## [Exercise description]
Scale the point coordinates in the listing from the line containing "query | dinosaur skull" through the end of the listing, and reproduce only those lines, requests included. Multiply each coordinate in the answers by 1.05, round it to a whole number with halves rounded up, and leave the requests and their format samples unchanged.
START
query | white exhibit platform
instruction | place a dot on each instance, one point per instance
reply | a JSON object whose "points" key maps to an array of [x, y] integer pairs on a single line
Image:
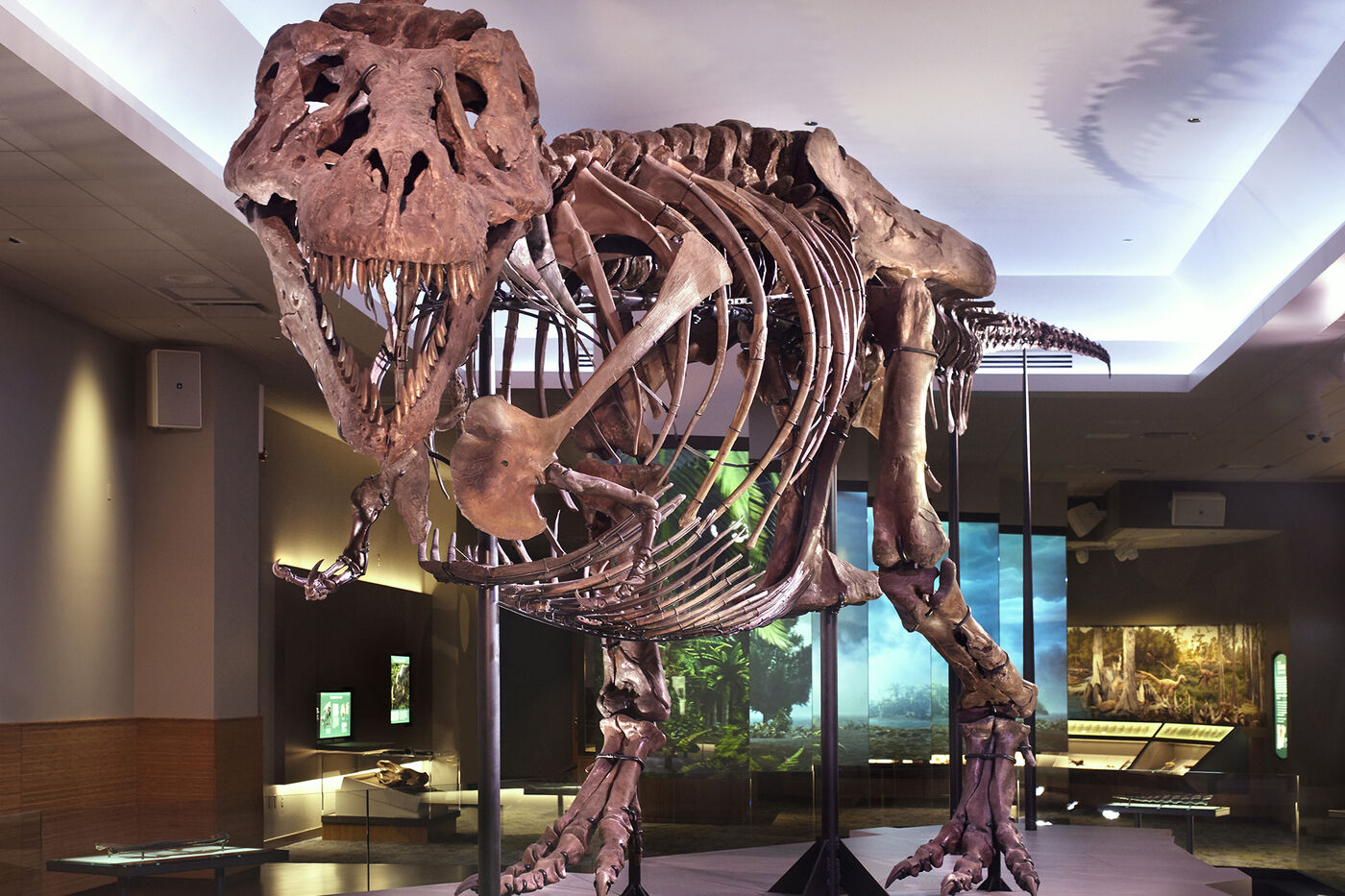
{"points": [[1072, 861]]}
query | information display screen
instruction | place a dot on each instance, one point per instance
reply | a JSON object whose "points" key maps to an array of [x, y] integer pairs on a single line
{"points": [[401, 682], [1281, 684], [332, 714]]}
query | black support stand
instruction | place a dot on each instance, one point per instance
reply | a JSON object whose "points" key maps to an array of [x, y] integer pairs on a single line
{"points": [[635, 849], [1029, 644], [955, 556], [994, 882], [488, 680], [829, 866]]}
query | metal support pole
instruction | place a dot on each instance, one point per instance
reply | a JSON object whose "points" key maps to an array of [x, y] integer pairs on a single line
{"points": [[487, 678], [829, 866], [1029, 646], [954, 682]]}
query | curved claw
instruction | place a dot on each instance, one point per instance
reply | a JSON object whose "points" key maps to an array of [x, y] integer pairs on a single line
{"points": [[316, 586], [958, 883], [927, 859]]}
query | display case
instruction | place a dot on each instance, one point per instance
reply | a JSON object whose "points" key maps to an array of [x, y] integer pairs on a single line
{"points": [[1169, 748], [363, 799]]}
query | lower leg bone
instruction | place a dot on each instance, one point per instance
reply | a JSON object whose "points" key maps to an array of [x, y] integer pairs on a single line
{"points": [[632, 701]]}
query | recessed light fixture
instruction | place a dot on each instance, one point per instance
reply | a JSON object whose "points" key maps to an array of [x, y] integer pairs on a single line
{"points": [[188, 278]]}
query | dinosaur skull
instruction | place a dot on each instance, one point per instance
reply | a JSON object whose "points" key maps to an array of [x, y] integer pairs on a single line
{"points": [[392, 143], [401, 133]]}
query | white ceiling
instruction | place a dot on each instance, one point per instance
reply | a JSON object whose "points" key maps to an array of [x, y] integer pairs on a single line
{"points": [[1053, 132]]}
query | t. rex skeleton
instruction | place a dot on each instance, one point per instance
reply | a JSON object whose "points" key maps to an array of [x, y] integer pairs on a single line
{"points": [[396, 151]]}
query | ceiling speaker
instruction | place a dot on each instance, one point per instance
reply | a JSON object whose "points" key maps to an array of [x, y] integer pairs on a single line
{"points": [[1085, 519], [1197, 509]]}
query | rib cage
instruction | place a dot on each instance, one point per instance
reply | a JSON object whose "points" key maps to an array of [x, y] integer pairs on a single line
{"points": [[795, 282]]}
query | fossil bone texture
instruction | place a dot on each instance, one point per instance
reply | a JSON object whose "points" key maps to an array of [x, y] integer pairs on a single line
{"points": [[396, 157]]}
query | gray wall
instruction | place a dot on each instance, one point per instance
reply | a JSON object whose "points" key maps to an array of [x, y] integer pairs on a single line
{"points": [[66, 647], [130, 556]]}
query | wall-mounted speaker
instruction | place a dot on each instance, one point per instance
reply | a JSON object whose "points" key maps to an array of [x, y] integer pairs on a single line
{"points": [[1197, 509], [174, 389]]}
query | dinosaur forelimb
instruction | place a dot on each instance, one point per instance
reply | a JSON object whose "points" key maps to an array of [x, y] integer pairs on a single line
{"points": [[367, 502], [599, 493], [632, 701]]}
END
## [Solved problem]
query | dinosaur skull
instruction | place a dot on each instance, one point per instance
reply | a JSON object whose "points" key maps to an array of [x, y] integer pairs on a single line
{"points": [[412, 150], [421, 140]]}
query | white ceiling
instruction | place a dot on each instance, one point per instance
reply | a JSON object whose "points" key maps to an array of [x, y] integer pairs on a single line
{"points": [[1106, 139]]}
query | t. rex skeleton
instruction | place a dot on each instance, one point per instance
reply | a JSON object whose "points" key maps to an array of [x, y] integer pairs on a single line
{"points": [[416, 159]]}
query | ceiling speaker
instruction | place a dot on each instance, one point per instance
reply | a JSON object whose "points" key maps to an array of [x, y] integer pairs on a single line
{"points": [[1139, 545], [1257, 534]]}
query | rib cage
instruction | place a dot on each instance, one point per instance
reply | a JSON object whose "points" key maps to an array of [x, y] integer pairs on a single line
{"points": [[835, 296]]}
query | fossil bone texture
instruction | place a dot on each instance, one point per instance
reply | a JSON object whose "points" key maps to an array of [x, y] integer pairs on a single line
{"points": [[416, 165]]}
query | gray wall
instruction | place a dot on each instance, one point per instance
reply | a JSON object whose "points" key maps to an array of [x, y] integer pairs on a single line
{"points": [[69, 679], [137, 584]]}
query | wall-mounted speaker
instruction | place a dot on each instance, one point per instance
reply | a JSON object whose "points" key maps to an array of [x, y] integer pairs on a single line
{"points": [[1257, 534], [183, 408]]}
query | dinosaur forelimb
instruction | place a dot on each instance, one point per instance
reply | a JSON object whose "points" key maps to an array of [x, y] integer pairs on a single line
{"points": [[385, 527], [629, 518], [664, 736]]}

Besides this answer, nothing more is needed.